* Treść zadania:
Czy możesz przepisać wiersze listy od wiersza z „Flag the cloud” do wiersza z „[[478, 421, 504, 441], [624, 355, 667, 443]]” włącznie, podmieniając „Flag” na „Mark” i nie zmieniając niczego poza tym?

* Przekazana lista:
= = =

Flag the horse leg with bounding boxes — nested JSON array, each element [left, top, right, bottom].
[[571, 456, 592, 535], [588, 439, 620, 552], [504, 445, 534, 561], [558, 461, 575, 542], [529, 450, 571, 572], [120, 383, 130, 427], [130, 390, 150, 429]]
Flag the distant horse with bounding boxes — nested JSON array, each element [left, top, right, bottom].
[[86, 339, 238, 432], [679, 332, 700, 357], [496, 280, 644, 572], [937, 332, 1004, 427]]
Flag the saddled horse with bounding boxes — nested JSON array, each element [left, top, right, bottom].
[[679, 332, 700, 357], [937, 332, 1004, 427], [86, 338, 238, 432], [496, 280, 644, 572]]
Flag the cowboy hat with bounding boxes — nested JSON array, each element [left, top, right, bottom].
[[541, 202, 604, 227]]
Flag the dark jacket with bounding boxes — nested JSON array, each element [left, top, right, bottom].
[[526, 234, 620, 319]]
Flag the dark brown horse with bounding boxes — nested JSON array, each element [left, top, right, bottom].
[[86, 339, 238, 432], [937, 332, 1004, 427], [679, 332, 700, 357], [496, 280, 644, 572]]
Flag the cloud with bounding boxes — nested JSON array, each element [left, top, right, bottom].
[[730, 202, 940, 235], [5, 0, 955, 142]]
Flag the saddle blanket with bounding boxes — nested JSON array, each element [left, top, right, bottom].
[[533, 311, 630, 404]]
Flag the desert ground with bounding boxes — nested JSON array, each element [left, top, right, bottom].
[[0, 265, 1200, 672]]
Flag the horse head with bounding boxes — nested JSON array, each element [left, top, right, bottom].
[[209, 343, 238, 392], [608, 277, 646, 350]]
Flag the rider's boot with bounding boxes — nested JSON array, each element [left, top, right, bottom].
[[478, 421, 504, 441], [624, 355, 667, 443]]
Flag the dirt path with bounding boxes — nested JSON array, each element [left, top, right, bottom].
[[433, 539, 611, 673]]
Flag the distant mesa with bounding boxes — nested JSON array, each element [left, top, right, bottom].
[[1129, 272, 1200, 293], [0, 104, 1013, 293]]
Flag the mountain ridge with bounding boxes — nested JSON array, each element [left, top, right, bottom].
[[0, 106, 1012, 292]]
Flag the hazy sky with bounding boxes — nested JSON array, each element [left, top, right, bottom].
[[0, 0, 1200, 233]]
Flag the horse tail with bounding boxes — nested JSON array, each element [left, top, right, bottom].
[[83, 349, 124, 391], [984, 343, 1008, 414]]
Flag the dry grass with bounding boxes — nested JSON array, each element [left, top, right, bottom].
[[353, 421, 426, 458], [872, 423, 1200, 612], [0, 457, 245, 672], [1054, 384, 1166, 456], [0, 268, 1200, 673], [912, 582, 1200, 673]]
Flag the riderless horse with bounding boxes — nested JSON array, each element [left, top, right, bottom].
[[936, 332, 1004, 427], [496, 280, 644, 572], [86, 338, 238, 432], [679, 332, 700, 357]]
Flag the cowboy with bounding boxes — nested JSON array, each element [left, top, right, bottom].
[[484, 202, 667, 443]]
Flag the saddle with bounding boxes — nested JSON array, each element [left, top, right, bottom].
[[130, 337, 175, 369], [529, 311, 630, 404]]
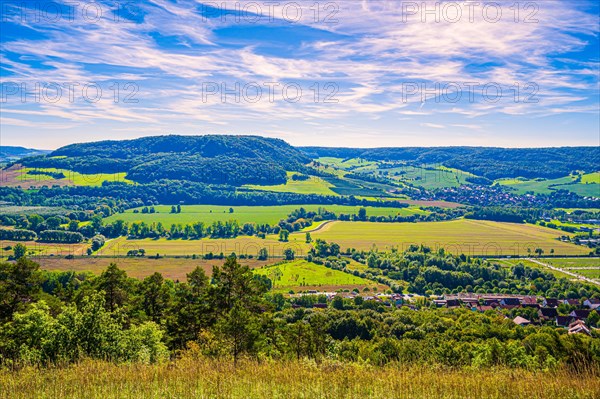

= = =

* Rozwiązanie zadania:
Mark the cloud with bounding boxes — nested JSON array, each element [left, top, right, bottom].
[[730, 202, 940, 235], [5, 0, 955, 142]]
Mark the saddle blanket with bounding boxes — nested JSON array, each element [left, top, right, bottom].
[[533, 311, 630, 404]]
Mark the desert ground with bounding boxes — nested JSON array, each element [left, top, right, bottom].
[[0, 265, 1200, 672]]
Mark the horse head with bounding boxes — nested JSON array, each element [left, top, right, bottom].
[[209, 343, 238, 392], [608, 277, 646, 350]]
Mark the rider's boot with bounding boxes — nested JSON array, each element [left, top, right, bottom].
[[478, 421, 504, 441], [624, 355, 667, 443]]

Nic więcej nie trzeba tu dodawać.